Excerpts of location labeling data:
◆ ◆ ◆ ◆ ◆

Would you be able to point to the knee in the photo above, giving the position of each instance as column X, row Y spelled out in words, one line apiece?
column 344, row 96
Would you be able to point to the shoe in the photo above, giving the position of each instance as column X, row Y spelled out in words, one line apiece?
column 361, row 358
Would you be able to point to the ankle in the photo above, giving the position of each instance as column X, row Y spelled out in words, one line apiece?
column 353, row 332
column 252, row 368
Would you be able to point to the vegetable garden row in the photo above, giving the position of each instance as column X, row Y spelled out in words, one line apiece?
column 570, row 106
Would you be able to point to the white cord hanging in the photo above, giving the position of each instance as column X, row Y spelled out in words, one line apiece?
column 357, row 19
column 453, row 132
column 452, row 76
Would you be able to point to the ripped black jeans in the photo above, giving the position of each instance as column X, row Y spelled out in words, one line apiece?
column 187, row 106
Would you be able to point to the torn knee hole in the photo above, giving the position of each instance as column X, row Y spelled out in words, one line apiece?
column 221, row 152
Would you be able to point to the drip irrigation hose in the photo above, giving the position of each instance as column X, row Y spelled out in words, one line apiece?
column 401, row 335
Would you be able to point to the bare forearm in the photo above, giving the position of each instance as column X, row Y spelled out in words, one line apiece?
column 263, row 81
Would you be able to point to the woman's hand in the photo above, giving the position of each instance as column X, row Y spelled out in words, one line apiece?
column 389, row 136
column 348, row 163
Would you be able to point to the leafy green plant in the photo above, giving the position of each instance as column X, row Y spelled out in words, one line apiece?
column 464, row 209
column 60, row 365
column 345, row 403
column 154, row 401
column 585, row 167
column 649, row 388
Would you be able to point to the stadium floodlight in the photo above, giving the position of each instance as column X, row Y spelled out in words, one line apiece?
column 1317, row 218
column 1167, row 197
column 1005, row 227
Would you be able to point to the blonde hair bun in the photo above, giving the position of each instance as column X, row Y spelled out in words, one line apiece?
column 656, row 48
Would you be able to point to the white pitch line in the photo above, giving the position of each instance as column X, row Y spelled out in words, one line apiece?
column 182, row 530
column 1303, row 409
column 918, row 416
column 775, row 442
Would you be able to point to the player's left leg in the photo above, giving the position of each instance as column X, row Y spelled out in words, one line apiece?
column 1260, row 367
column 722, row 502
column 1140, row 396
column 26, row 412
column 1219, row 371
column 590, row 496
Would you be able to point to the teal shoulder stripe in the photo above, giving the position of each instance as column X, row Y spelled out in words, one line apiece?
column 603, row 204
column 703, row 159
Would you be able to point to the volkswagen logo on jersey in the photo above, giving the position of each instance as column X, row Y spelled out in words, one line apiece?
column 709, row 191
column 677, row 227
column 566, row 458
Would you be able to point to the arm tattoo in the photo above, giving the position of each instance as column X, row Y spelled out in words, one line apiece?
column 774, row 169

◆ ◆ ◆ ◆ ◆

Give every line of the items above as a JSON list of strings, one string per line, and leave out any blank lines.

● **Response for this exercise**:
[
  "Would you be able to point to the knee in the photo above, giving the position of each instance as column X, row Y spelled out in words, one line apiece?",
  "column 344, row 96",
  "Would you be able to point to the shoe in the photo above, giving the position of each instance as column X, row Y spelled out in words, one line apiece?",
  "column 361, row 358",
  "Would you be able to point to the ankle in the photo above, giving the position of each instance as column X, row Y spelled out in words, one line apiece?",
  "column 353, row 332",
  "column 252, row 368",
  "Would you be able to point to the vegetable garden row in the photo above, giving the position of each instance as column X, row Y spelled out in words, one line apiece?",
  "column 570, row 106",
  "Would you be able to point to the white cord hanging in the photo above, giving the position of each instance as column X, row Y spelled out in words, one line apiece?",
  "column 357, row 19",
  "column 453, row 132",
  "column 452, row 76",
  "Would you be able to point to the ripped black jeans in the photo above, giving the position of each instance as column X, row Y spelled out in words, one line apiece?",
  "column 187, row 106",
  "Would you be able to point to the torn knee hole in the photo above, giving the position of each instance as column X, row Y spelled out in words, one line apiece?",
  "column 221, row 152",
  "Would you be able to point to the drip irrigation hose in the photo above, giving the position of each instance as column X, row Y spelled out in words, one line apiece?",
  "column 401, row 335",
  "Would you be able to point to the bare forearm in the photo above, giving the position of each instance as column X, row Y spelled out in words, one line apiece?",
  "column 263, row 81",
  "Would you be able to point to the woman's hand in the photo above, giving the position of each instance as column X, row Y spelled out in words, one line apiece?",
  "column 389, row 136",
  "column 348, row 163",
  "Would you be able to point to the leafy green plant in the photo above, giving the position of each instance as column X, row Y spelled out in words, one line apiece?",
  "column 464, row 209",
  "column 60, row 365",
  "column 345, row 403",
  "column 154, row 401",
  "column 585, row 167",
  "column 649, row 388",
  "Would you be able to point to the stadium floodlight in the photo above, giving the position of each instance as column X, row Y spelled out in words, one line apiece?",
  "column 1317, row 218",
  "column 1167, row 197",
  "column 1005, row 227",
  "Would you be able to point to the blonde hair bun in the photo above, giving the position of each instance as column X, row Y spelled out in words, one line apiece?",
  "column 656, row 48",
  "Would you be able to point to the white pitch line in the photo above, giving the position of each instance as column X, row Y spelled out in words, one line apiece?",
  "column 182, row 530",
  "column 1303, row 409",
  "column 918, row 416",
  "column 775, row 442",
  "Would you be able to point to the player's left leg in the photo above, giving the position of each instance as column X, row Y spelled out in words, one line apiece?",
  "column 1260, row 367",
  "column 722, row 502",
  "column 1140, row 396",
  "column 26, row 412",
  "column 1219, row 371",
  "column 590, row 496",
  "Would you be able to point to the teal shoulder stripe in the photo above, giving the position of each instance as column X, row Y spelled out in words, one line apiece?",
  "column 603, row 204",
  "column 703, row 159",
  "Would you be able to point to the volkswagen logo on jersey in the photo above, giving the position of each instance as column X, row Y spelled out in words, one line apiece?",
  "column 709, row 191",
  "column 677, row 227",
  "column 566, row 458",
  "Would you be able to point to the arm tattoo in the photo above, giving the position of each instance as column X, row Y spelled out in words, one line apiece?",
  "column 774, row 169"
]